_Work request:_
Reproduce the data that follows character for character, but omit its pictures.
--- Supplied records Enclosed Below ---
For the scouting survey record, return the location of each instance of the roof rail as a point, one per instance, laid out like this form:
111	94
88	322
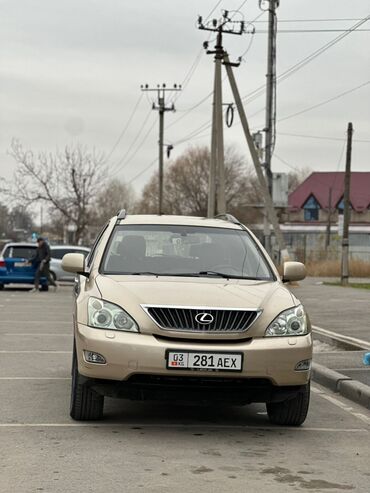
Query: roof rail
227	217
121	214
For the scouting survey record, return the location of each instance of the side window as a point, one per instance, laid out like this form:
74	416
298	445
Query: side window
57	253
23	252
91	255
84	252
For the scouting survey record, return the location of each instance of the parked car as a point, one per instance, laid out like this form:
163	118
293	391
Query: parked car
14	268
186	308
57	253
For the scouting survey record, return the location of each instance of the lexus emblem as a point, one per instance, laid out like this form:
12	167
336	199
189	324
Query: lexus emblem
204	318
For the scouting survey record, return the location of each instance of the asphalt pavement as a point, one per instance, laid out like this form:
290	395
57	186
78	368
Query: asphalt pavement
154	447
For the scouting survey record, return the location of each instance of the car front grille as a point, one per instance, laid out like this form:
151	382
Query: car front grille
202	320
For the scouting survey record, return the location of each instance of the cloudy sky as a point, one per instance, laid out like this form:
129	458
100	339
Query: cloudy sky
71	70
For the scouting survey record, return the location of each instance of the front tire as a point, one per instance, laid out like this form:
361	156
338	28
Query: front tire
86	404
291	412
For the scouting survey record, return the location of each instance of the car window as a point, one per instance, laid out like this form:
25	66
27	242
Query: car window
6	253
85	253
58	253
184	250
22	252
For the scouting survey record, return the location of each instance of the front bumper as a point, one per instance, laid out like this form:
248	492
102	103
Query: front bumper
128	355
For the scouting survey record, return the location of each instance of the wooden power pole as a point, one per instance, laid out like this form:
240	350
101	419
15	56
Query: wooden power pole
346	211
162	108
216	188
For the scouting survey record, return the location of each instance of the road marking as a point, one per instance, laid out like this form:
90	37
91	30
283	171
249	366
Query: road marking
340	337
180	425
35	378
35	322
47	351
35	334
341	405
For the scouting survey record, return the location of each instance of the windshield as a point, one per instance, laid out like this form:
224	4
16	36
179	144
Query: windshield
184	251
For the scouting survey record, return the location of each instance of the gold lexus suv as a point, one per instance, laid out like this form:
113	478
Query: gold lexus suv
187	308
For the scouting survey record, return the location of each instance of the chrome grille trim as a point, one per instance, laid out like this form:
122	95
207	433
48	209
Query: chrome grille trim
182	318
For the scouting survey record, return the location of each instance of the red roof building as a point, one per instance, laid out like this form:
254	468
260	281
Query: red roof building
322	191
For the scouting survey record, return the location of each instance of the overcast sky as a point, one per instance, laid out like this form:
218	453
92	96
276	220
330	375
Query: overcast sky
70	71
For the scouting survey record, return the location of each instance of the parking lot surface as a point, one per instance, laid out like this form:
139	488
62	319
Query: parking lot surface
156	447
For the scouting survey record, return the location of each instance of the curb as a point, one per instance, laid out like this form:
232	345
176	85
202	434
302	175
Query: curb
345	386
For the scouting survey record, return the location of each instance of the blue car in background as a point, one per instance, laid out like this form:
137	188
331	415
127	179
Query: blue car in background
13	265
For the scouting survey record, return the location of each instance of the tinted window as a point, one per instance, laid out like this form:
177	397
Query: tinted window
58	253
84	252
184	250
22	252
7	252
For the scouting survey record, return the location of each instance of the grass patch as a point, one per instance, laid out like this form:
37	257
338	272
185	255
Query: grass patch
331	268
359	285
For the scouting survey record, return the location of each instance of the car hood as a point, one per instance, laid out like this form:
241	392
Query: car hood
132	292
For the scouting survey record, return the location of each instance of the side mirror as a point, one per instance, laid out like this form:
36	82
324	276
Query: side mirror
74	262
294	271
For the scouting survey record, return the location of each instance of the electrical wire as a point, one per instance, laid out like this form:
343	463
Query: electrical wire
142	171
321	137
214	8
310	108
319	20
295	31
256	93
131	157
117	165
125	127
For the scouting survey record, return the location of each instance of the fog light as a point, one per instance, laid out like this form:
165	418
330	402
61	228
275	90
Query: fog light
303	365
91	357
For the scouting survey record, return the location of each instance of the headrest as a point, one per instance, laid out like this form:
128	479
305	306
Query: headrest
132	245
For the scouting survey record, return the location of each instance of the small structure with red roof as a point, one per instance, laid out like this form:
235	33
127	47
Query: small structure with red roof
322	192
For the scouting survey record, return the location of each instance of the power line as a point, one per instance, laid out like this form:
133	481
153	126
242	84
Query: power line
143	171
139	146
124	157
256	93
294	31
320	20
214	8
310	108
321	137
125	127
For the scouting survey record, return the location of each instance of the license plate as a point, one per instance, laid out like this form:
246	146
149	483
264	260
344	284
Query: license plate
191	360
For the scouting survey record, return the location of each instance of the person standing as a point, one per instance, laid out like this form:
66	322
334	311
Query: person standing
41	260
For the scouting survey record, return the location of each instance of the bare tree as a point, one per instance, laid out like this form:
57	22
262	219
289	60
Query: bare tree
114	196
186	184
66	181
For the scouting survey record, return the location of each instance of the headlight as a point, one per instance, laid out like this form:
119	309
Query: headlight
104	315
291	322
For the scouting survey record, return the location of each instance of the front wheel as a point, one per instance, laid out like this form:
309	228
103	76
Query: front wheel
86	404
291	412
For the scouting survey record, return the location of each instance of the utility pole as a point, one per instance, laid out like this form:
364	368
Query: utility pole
--- End of Enclosed Supplied records ---
_Expected output:_
For the scouting survey record, return the location of each instance of the roof rail as a point, one per instance, laid out like this form:
111	94
88	322
Query: roof rail
227	217
121	214
For the scouting survey record, return the location of each instance of the side window as a point, one per instance, laid out like this form:
74	416
298	445
Query: side window
57	253
23	252
91	255
84	252
For the scouting survey record, return the location of each instance of the parked car as a point, one per instance, laid out like this form:
163	118
293	391
Query: parked car
14	268
186	308
57	253
For the scouting survey record, return the location of each instance of the lexus emblem as a point, one per instance, laid out like this form:
12	167
336	199
189	324
Query: lexus emblem
204	318
For the scouting survey record, return the location of each instance of the asphalt pavement as a point, one per instance, laid out like this form:
290	395
57	186
78	368
Query: asphalt pavement
154	447
For the scouting survey record, return the location of each instance of the car front grille as a point, one per instance, laid out like this form:
151	382
Query: car front grille
202	320
For the scouting survey record, return the location of each instance of the cloudy sky as a point, one per instance, laid out like this form:
129	458
100	339
Query: cloudy sky
71	70
For the scouting survey record, return the location of each instance of the front tire as a point, one per instance, laid out like this form:
361	156
338	28
Query: front tire
86	404
291	412
For the scouting survey record, return the location of each instance of the car window as a point, one per instance, laid out like this form:
25	66
27	242
Query: car window
6	253
85	253
58	253
184	250
22	252
For the scouting survey record, return the location of each instance of the front bumper as a point, one per instance, laid out like this form:
248	492
102	103
Query: front bumper
128	355
For the scouting survey record, return the location of each instance of the wooden power pole as a point, one per instance, laid out like this form:
240	350
101	419
15	56
Query: wooden power pole
346	211
162	108
216	188
For the scouting survey record, return the location of each instance of the road marking as a point, one per instance, laid out like this form:
90	37
91	30
283	171
249	366
Query: road marking
340	337
180	425
35	378
35	322
47	351
35	334
341	405
For the scouting survey record, return the location of each instance of the windshield as a point, one per instance, laid out like this form:
224	4
16	36
179	144
Query: windshield
184	251
For the scouting survey record, return the location of each instance of the gold lexus suv as a point, one per instance, laid out like this form:
113	478
Query: gold lexus suv
187	308
For the scouting survey record, return the location of each instance of the chrome grille trim as a point, one per instance, laid out like this form:
122	95
207	433
48	209
Query: chrome grille trim
182	318
For the scouting survey record, return the location of each instance of the red roof building as a point, one per instance, laid out like this form:
254	468
260	281
Query: red roof building
322	191
For the scouting survey record, return the location of each instance of the overcast sky as a point, one per instance, laid out like this form:
218	453
92	96
276	220
330	375
Query: overcast sky
70	71
For the scouting survey record, return the location of each instance of the parking lot surface as a point, one per instance, laid out like this form:
139	488
62	319
Query: parking lot surface
156	447
For the scouting survey record, return the location of each instance of the curb as a point, one per instance, laid out like this form:
232	345
176	85
202	434
302	175
Query: curb
345	386
For the scouting survey record, return the location of each instance of the blue car in background as a point, one per instance, laid out like this form:
137	188
331	415
127	179
Query: blue car in background
13	265
For the scouting survey record, return the location of each instance of the tinted window as a point, one per instance, laid out like this form:
177	397
Query: tinted window
58	253
84	252
184	250
22	252
7	252
For the scouting survey record, return the location of each instance of the grass patch as a point, one per instance, laid out like this form:
37	257
338	272
185	255
Query: grass patch
331	268
359	285
For the scouting survey record, return the location of each instance of the car hood as a point, one per instance, laid out like this form:
241	392
Query: car hood
132	292
For the scouting survey record, return the location of each instance of the side mirror as a point, one per instance, laid out like this form:
36	82
324	276
Query: side mirror
74	262
294	271
For the scouting survey record, return the location of each instance of the electrical wire as a point, one per instance, laid out like this form:
343	463
Query: electrical wire
142	171
321	137
214	8
310	108
319	20
295	31
256	93
131	157
117	165
125	127
For the scouting survey record, return the location of each instance of the fog light as a point, one per instance, laid out like this form:
165	418
330	402
61	228
275	90
Query: fog light
303	365
91	357
For the scouting survey record, return the location of each instance of the headrest as a point, one per instance, laid out like this form:
128	479
305	306
Query: headrest
132	245
For the scouting survey record, return the location of each instance of the small structure with red roof as a point, one per instance, laid out like this form:
235	33
127	47
Query: small structure with red roof
322	192
For the scouting survey record, return the location of each instance of the power line as a point, one per instance, laid out like this form:
133	481
153	126
242	84
Query: power line
143	171
139	146
124	157
256	93
294	31
320	20
214	8
310	108
321	137
125	127
For the scouting survey record, return the location of each instance of the license plate as a point, one per instance, laid out like this form:
246	146
149	483
264	260
344	284
Query: license plate
191	360
For the scouting survey record, return the location of each instance of the person standing as a point, one per instance, laid out like this form:
66	322
334	311
Query: person standing
41	260
For the scouting survey record, return the location of each instance of the bare tree as a point, one per instance, laid out like this form:
57	22
262	219
289	60
Query: bare tree
114	196
186	184
66	181
For the scouting survey record, return the location of each instance of the headlight as a point, one per instance, laid out like this form:
119	309
Query: headlight
104	315
291	322
For the scouting survey record, return the location of each instance of the front wheel as a point, one per instance, laid out like this form:
309	228
103	76
Query: front wheel
86	404
291	412
For the scouting survey record, return the location of each instance of the utility pole as a point, one per instance, laid out like this form:
364	368
Query: utility pole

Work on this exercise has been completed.